3 Fragen an Herbert Reul, Innenminister des Landes NRW

3 Fragen an Herbert Reul, Innenminister des Landes NRW

Herr Minister: Nach dem Fall Anis Amri hat es in Deutschland keinen weiteren massiven Terroranschlag mehr gegeben. Woran liegt das – sind die Sicherheitsbehörden so effizient oder hat die islamistische Szene keine Kraft mehr angesichts der Anti-Terror-Operationen der Behörden?

Wir sollten den Kampfeswillen der islamistischen Szene in Deutschland nicht unterschätzen. In Deutschland besteht nach wie vor die hohe abstrakte Gefahr eines terroristischen Anschlags. Natürlich waren die Sicherheitsbehörden von Bund und Ländern seit dem Anschlag vom Berliner Breitscheidplatz nicht untätig. Im Gegenteil: In NRW beispielsweise hat die Landesregierung gerade ein „Sicherheitspaket“ auf den Weg gebracht. Mit dieser Novelle des Polizeigesetzes geben wir unserer Polizei einige neue rechtliche Instrumente an die Hand, die sie im Kampf gegen den Terrorismus dringend benötigt. Zum Beispiel durch die geplante Einführung von Telekommunikationsüberwachung und Quellen-Telekommunikationsüberwachung. Wenn Terroristen ihre Anschläge längst per WhatsApp planen, können wir uns kein Polizeigesetz aus dem Wählscheiben-Zeitalter leisten. Wir unternehmen alles in unserer Macht stehende, um die Bürgerinnen und Bürger zu schützen. Aber: Eine hundertprozentige Sicherheit gibt es nicht.

Wie bewerten Sie, Herr Minister, die Sicherheitslage nach der Niederlage des Islamischen Staates in Syrien und im Irak speziell auf Deutschland bezogen?

◆ ◆ ◆ ◆ ◆

*Schriftliche Anfrage 1*:
Welche zwei Formen der Überwachung will die Landesregierung in NRW laut dem Auszug einführen?
Der Auszug und die Zeilen stammen aus voneinander unabhängigen Quellen.

*Datensatzzeilen*:
◆ ◆ ◆ ◆ ◆

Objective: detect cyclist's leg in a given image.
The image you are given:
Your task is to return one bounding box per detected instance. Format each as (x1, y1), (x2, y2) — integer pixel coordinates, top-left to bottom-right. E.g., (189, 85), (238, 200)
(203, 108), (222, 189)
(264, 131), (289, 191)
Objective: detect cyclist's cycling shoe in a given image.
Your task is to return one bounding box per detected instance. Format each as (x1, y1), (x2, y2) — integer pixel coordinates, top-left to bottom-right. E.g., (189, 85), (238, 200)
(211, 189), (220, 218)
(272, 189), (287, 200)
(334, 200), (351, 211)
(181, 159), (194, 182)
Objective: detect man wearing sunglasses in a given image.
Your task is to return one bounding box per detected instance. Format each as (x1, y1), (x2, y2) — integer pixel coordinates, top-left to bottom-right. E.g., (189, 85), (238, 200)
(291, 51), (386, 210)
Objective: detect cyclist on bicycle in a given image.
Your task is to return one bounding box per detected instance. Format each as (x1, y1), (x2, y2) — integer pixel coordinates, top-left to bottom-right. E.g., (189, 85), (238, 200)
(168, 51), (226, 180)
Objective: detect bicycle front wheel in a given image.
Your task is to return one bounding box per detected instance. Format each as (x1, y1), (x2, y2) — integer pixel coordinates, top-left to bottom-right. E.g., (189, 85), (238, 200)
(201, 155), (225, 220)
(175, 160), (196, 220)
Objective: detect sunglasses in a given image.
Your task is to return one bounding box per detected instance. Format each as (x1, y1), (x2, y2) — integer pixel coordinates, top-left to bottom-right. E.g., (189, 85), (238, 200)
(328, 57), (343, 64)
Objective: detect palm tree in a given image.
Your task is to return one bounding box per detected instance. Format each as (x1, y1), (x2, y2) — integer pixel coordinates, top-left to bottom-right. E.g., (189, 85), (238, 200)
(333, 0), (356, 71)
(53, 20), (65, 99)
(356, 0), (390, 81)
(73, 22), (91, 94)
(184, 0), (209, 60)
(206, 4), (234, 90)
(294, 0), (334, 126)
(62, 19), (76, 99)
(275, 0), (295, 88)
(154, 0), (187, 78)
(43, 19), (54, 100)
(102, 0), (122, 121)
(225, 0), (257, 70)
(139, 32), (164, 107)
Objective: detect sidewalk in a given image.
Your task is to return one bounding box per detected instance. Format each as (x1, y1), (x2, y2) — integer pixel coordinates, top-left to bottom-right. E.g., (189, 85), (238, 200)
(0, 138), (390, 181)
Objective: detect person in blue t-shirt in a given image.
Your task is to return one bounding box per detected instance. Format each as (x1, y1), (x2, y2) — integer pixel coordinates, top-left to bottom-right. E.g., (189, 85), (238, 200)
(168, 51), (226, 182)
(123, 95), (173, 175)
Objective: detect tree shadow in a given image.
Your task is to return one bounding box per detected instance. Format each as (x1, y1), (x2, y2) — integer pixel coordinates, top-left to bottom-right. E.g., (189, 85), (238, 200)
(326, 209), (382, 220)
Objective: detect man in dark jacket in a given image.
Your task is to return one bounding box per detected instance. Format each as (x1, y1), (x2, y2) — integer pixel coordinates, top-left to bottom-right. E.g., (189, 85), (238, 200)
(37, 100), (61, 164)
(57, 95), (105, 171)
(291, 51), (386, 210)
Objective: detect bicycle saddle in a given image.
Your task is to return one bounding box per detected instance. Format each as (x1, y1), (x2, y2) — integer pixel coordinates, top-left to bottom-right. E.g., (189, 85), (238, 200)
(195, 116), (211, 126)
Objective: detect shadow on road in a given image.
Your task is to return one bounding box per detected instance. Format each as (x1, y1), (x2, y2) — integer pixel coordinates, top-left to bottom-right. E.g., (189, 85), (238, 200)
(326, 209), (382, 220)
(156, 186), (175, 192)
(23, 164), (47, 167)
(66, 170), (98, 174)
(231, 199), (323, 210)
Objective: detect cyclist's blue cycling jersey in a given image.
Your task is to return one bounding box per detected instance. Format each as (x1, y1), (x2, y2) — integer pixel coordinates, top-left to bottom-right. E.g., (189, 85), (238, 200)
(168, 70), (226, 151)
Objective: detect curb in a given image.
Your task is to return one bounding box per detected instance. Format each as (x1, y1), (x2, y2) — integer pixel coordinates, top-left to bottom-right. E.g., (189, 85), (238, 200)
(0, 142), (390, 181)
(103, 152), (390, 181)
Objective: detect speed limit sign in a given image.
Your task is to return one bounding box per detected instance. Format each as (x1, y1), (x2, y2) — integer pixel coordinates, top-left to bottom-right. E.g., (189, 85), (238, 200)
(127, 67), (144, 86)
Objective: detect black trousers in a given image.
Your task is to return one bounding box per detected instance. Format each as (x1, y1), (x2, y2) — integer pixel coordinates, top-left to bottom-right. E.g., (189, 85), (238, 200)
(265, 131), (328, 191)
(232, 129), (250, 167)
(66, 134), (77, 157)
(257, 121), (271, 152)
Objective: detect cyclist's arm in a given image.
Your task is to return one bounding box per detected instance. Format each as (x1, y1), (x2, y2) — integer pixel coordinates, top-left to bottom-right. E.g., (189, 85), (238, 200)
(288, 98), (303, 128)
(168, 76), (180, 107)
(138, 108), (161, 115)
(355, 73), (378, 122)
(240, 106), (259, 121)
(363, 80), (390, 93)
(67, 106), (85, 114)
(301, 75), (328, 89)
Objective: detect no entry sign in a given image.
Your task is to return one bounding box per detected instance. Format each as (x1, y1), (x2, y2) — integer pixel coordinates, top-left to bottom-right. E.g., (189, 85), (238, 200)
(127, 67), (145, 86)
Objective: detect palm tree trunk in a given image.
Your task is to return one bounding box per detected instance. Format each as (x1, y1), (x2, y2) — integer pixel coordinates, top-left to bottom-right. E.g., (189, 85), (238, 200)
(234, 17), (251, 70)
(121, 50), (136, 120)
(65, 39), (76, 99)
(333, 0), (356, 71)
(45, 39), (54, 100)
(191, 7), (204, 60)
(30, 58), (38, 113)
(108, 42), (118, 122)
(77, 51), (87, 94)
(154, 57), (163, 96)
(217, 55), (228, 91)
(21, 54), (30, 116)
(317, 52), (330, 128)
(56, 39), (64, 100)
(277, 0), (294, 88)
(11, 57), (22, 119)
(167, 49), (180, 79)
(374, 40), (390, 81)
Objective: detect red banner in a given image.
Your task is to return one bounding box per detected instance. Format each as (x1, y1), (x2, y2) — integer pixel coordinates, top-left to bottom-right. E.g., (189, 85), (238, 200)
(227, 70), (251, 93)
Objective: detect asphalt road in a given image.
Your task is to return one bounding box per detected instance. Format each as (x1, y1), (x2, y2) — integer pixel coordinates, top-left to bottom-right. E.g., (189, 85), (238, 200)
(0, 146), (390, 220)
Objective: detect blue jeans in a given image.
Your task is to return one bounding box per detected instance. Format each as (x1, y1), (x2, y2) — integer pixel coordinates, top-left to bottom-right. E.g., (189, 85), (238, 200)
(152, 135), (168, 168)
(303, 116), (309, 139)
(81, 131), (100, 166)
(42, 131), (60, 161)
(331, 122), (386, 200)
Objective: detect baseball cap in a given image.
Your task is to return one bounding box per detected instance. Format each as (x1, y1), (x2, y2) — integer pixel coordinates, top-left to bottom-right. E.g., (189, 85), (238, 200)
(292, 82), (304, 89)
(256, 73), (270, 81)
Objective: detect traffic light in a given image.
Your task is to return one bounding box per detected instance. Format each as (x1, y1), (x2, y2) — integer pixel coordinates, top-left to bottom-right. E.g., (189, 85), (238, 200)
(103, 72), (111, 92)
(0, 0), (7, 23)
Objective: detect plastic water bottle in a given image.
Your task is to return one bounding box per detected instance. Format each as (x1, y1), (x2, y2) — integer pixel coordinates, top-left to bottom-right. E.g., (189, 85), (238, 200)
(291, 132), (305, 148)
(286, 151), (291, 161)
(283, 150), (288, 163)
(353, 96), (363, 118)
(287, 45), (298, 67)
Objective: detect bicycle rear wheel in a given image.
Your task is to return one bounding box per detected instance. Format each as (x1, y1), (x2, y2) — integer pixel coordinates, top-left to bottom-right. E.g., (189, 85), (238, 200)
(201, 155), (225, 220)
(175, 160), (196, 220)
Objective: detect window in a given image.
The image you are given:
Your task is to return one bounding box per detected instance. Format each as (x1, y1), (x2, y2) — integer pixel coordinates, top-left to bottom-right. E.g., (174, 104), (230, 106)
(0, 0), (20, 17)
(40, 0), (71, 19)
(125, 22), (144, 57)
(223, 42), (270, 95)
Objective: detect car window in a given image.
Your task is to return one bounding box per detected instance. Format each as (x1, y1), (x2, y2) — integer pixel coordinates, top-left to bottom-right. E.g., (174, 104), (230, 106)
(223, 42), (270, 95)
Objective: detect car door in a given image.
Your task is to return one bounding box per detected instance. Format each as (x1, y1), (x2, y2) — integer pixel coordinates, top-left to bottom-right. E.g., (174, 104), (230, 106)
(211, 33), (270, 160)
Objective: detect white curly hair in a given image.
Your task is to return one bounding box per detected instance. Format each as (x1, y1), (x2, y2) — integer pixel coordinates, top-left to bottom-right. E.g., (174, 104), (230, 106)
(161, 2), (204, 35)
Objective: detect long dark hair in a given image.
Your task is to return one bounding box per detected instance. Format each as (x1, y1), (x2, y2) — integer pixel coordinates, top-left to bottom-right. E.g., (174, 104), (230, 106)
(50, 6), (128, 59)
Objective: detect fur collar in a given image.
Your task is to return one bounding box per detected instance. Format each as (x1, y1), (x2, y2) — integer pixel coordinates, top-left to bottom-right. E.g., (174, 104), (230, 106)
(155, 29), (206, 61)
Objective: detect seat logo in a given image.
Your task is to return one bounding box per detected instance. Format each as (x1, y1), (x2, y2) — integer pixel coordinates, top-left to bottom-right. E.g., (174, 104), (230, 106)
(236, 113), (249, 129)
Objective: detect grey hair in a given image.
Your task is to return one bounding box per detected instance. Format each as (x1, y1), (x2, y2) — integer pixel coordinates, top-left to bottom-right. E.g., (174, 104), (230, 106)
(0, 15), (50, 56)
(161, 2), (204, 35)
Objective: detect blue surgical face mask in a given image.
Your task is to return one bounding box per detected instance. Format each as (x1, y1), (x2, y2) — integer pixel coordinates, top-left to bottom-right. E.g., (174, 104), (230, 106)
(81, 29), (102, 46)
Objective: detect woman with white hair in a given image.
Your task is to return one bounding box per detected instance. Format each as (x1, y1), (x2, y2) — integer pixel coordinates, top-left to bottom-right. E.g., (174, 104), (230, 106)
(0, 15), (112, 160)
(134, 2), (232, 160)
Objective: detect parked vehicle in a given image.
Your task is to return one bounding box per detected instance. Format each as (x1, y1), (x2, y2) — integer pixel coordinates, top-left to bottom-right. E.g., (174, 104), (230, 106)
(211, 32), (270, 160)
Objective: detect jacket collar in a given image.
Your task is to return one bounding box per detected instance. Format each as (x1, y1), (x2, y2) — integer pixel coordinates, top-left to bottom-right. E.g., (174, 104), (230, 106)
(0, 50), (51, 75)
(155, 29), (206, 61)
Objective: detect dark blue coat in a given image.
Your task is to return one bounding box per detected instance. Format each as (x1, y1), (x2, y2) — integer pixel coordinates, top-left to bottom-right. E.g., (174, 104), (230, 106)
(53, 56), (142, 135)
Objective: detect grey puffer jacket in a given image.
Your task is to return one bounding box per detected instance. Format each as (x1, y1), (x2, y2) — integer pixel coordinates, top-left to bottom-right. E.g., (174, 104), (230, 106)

◆ ◆ ◆ ◆ ◆

*Schriftliche Anfrage 2*:
Liste jede Zeile auf, in der die Zeichenfolge „hair“ vorkommt. Groß- und Kleinschreibung ist dabei zu beachten.

*Ausgearbeitete Lösung 1*:
Telekommunikationsüberwachung und Quellen-Telekommunikationsüberwachung.

*Ausgearbeitete Lösung 2*:
Objective: detect white curly hair in a given image.
Objective: detect long dark hair in a given image.
Objective: detect grey hair in a given image.
Objective: detect woman with white hair in a given image.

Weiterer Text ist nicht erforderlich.